● To do
a: In the forum thread on the planer sled, what is the "rope" that holds the supports actually?
b: List every measurement given in inches in the forum thread on the planer sled, with what each one describes.
c: In the forum thread on the planer sled, reproduce the passage from "For those interested" up to and including "self explanatory though.".

● Extract
* begin *
Thanks Bill. That is precisely my dilemma. I figure if I'm going to use it consistently then I'll just build a couple 20" wide and different lengths like 4' and 7 or 8'. I have four slabs now that will be joined and used as my dining table top so I will need the 7' plus length.

Any thoughts on the space between the supports? I read in my research someone did it 8" apart. I wonder if that's too far.


----------



## KelleyCrafts (May 17, 2016)

For those interested the FWW article is in issue 175 from 2005. Again, I don't have it or have access to it but it's out there somewhere. The build looks fairly self explanatory though.


----------



## builtinbkyn (Oct 29, 2015)

The supports move fore and aft. They are not affixed to the board. To use that sled, you need to have the ability to move the supports as required by the piece you're planing. So the spacing isn't fixed. I guess you can add more as needed too.


----------



## KelleyCrafts (May 17, 2016)

Ok, that's making more sense. Hence the rope through the supports keeps it adjustable and still keeps the supports to the sled when storing or whatever. It's more work than I want to do but I'm thinking it'll probably be worth it in the long run.


----------



## builtinbkyn (Oct 29, 2015)

It doesn't seem like a complicated item to make. Most of it could be cut from leftover material from other projects. The "rope" is actually a bungee cord. It allows for easy removal or addition of supports and for easy repositioning of them. A rope would complicate that.


----------



## KelleyCrafts (May 17, 2016)

It doesn't seem complicated at all, it's just not as easy as sticking a couple of pieces of sheet goods together with a board on the end is all. Of course if it's my only face jointer then it would be worth the effort.

Bungee makes sense over rope. Thanks for the info on this.


----------



## builtinbkyn (Oct 29, 2015)

If I were to make one, and I have been contemplating that recently as I too only have a 6" jointer, I would add non-skid material to the bottom of the supports as well as the tops. That was the only shortfall I thought it might have, as the supports may want to move and shift a bit under load and vibration of the planer.

The wedge sled was pretty straight forward. Cutting wedges as needed for the board being planed wasn't too much of a bother.


----------



## KelleyCrafts (May 17, 2016)

Cutting wedges would be a bother if it was used often though. I was thinking of just having shims and a deck or two of playing cards with the other sled. The FWW sled would negate that and would be quick to setup. I think I'll start finding the supplies and give it a go.

I agree with the non slip tape. It's already going on several pieces, why not add it to the support bottoms as well. Good observation.

I read the wedges and the slots for them are at 15 degrees. What's the best way to get the 15 degrees into the slot portion? A hand saw, sawing to the lines would work, a little jig on a cross cut sled on the table saw or router table too. How would you go about it? (nice to hear other's thoughts)
* end *
● Supplied records
* begin *
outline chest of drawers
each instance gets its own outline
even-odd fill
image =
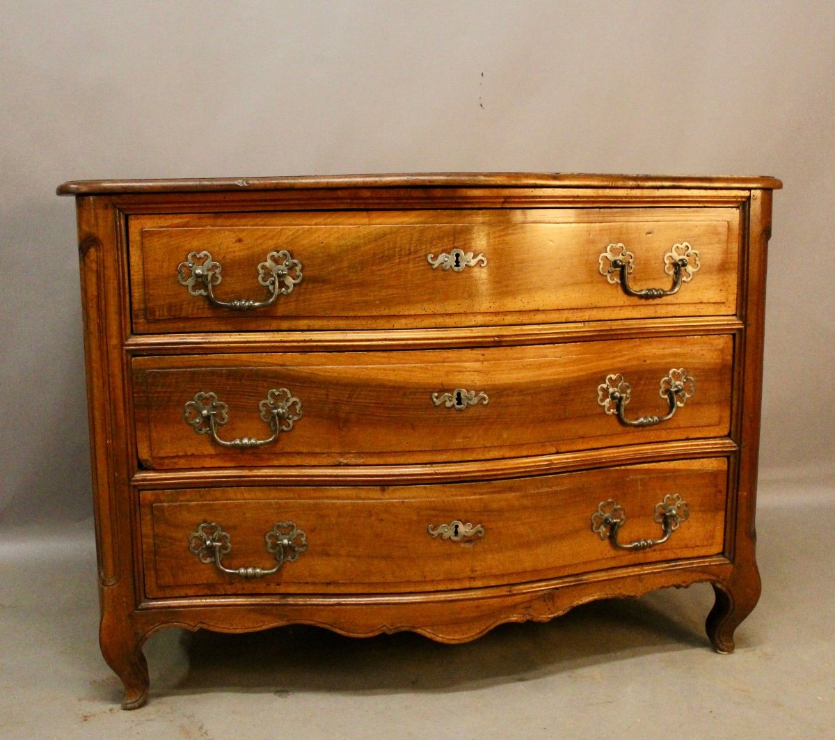
[[[100,641],[459,642],[754,556],[767,177],[66,183]],[[627,519],[628,517],[628,519]]]

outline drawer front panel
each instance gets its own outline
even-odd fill
[[[722,437],[730,429],[732,355],[732,336],[716,335],[421,352],[139,357],[139,458],[144,467],[160,469],[454,462]],[[695,393],[681,398],[683,405],[668,420],[635,427],[606,413],[615,408],[601,398],[600,387],[609,381],[613,388],[620,373],[630,388],[623,407],[627,419],[666,414],[669,397],[661,397],[661,383],[671,370],[682,369],[693,378],[687,393],[694,387]],[[288,407],[291,397],[297,403]],[[205,416],[210,398],[223,406],[215,417],[220,442]],[[292,421],[291,428],[275,432],[271,398],[284,403],[292,418],[281,423],[286,428]],[[272,436],[262,446],[222,444]]]
[[[136,215],[129,240],[138,333],[459,327],[736,312],[736,208]],[[683,273],[675,295],[628,296],[610,281],[614,274],[601,274],[601,264],[611,265],[601,256],[622,244],[633,256],[632,287],[669,290],[674,279],[665,256],[684,242],[698,252],[698,271]],[[270,268],[259,272],[258,266],[281,251],[301,266],[291,266],[289,281],[280,279],[286,292],[270,306],[233,310],[192,295],[205,290],[195,269],[206,267],[207,257],[189,267],[188,256],[205,252],[220,266],[212,268],[220,278],[212,286],[218,302],[265,302],[271,289],[259,276],[268,278]],[[692,256],[690,266],[696,266]]]
[[[145,591],[159,598],[440,590],[717,555],[726,478],[726,460],[715,459],[443,486],[144,491]],[[658,539],[654,512],[668,494],[686,502],[689,517],[663,544],[620,550],[592,531],[592,515],[612,499],[626,516],[621,543]],[[428,530],[443,533],[456,521],[458,540]],[[204,533],[222,531],[224,568],[268,570],[277,560],[266,535],[278,522],[292,522],[293,544],[303,533],[306,550],[261,578],[220,572],[211,554],[201,561],[202,540],[190,540],[200,525]]]

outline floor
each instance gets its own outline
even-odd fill
[[[835,737],[835,488],[761,484],[763,594],[712,652],[708,585],[600,601],[443,646],[311,627],[165,630],[148,705],[97,644],[92,523],[0,544],[3,738]]]

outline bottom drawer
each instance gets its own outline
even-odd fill
[[[717,555],[726,493],[726,459],[443,485],[143,491],[145,593],[433,591]],[[664,508],[676,494],[686,519]],[[610,499],[627,517],[621,544],[678,525],[660,545],[618,549],[602,516],[606,539],[592,530]]]

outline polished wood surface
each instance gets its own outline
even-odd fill
[[[715,459],[490,483],[357,488],[350,499],[328,488],[149,491],[140,499],[145,592],[152,599],[412,593],[719,555],[726,483],[727,461]],[[671,492],[687,501],[691,516],[663,545],[616,550],[590,528],[601,496],[612,496],[627,513],[625,540],[660,537],[653,513]],[[276,561],[264,535],[287,520],[305,532],[307,550],[273,575],[227,575],[188,551],[197,525],[217,522],[231,538],[227,568],[268,569]],[[455,520],[482,526],[483,536],[454,542],[427,531]]]
[[[733,337],[585,342],[543,347],[411,352],[318,352],[138,357],[137,444],[150,469],[384,464],[550,454],[709,437],[730,430]],[[657,426],[625,426],[598,403],[598,387],[622,373],[628,418],[668,411],[659,393],[671,368],[696,393]],[[224,448],[183,418],[196,393],[228,406],[220,438],[266,438],[259,403],[288,388],[302,417],[272,443]],[[463,388],[483,402],[458,410],[433,402]],[[402,433],[407,429],[408,433]]]
[[[521,188],[744,188],[773,189],[782,183],[769,176],[699,177],[645,175],[575,175],[554,172],[424,173],[415,175],[336,175],[301,177],[239,177],[180,180],[86,180],[58,185],[59,195],[115,193],[226,192],[240,190],[368,187]]]
[[[129,220],[134,329],[470,327],[736,312],[739,209],[531,209],[137,215]],[[675,244],[698,272],[666,300],[625,295],[600,272],[622,243],[636,287],[669,289]],[[460,271],[433,268],[453,249],[483,256]],[[263,300],[257,266],[286,250],[301,282],[266,308],[230,311],[191,296],[176,277],[191,252],[222,266],[218,298]],[[601,313],[602,312],[602,313]]]
[[[754,523],[766,253],[779,186],[772,178],[512,174],[61,186],[78,196],[99,634],[124,684],[123,707],[144,702],[142,645],[170,626],[241,631],[304,622],[459,642],[591,599],[706,581],[716,594],[708,637],[717,651],[733,650],[761,588]],[[660,261],[653,266],[671,246],[653,241],[663,229],[692,228],[712,246],[676,296],[628,298],[602,276],[592,279],[606,245],[591,246],[605,225],[630,240],[637,287],[669,281]],[[438,249],[433,235],[450,228],[463,243],[493,245],[489,267],[498,263],[513,279],[482,277],[477,290],[472,278],[483,268],[433,275],[427,264],[430,280],[450,278],[461,291],[429,300],[407,258]],[[384,239],[377,229],[387,230]],[[219,295],[258,297],[243,293],[254,284],[251,260],[263,259],[255,247],[287,230],[307,254],[305,281],[285,297],[298,298],[295,309],[279,299],[255,323],[226,317],[205,299],[190,303],[170,271],[184,244],[210,251],[220,235],[228,269],[219,287],[230,292]],[[332,230],[351,236],[362,271],[322,241]],[[556,238],[561,231],[570,238]],[[671,238],[691,236],[662,241]],[[521,270],[508,266],[514,249]],[[539,266],[529,264],[536,259]],[[595,373],[605,368],[633,386],[628,415],[663,413],[660,373],[682,366],[696,394],[660,426],[626,428],[597,405],[604,378]],[[191,382],[210,381],[229,394],[221,433],[257,434],[266,428],[260,382],[287,374],[296,387],[286,386],[304,389],[305,415],[272,457],[221,449],[183,421],[183,404],[214,390],[191,391]],[[487,406],[412,405],[428,390],[466,388],[467,378],[493,384]],[[443,387],[424,388],[430,380]],[[191,394],[181,396],[186,385]],[[504,418],[489,415],[497,411]],[[591,531],[597,504],[624,495],[621,539],[657,537],[650,499],[666,484],[691,506],[670,541],[622,553]],[[220,575],[188,552],[203,517],[222,517],[230,565],[269,565],[264,532],[281,519],[279,508],[291,507],[284,516],[309,530],[311,549],[278,580]],[[489,535],[472,545],[427,535],[424,549],[423,530],[413,528],[441,514],[480,514]],[[372,536],[355,544],[357,530]],[[457,549],[442,547],[450,545]],[[381,565],[387,557],[397,567]]]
* end *
● Solutions to the tasks
a: A bungee cord.

b:
- 20": the width of the sleds the first poster plans to build
- 8": the spacing between supports that someone in the poster's research used
- 6": the size of the jointer that builtinbkyn has

c:
For those interested the FWW article is in issue 175 from 2005. Again, I don't have it or have access to it but it's out there somewhere. The build looks fairly self explanatory though.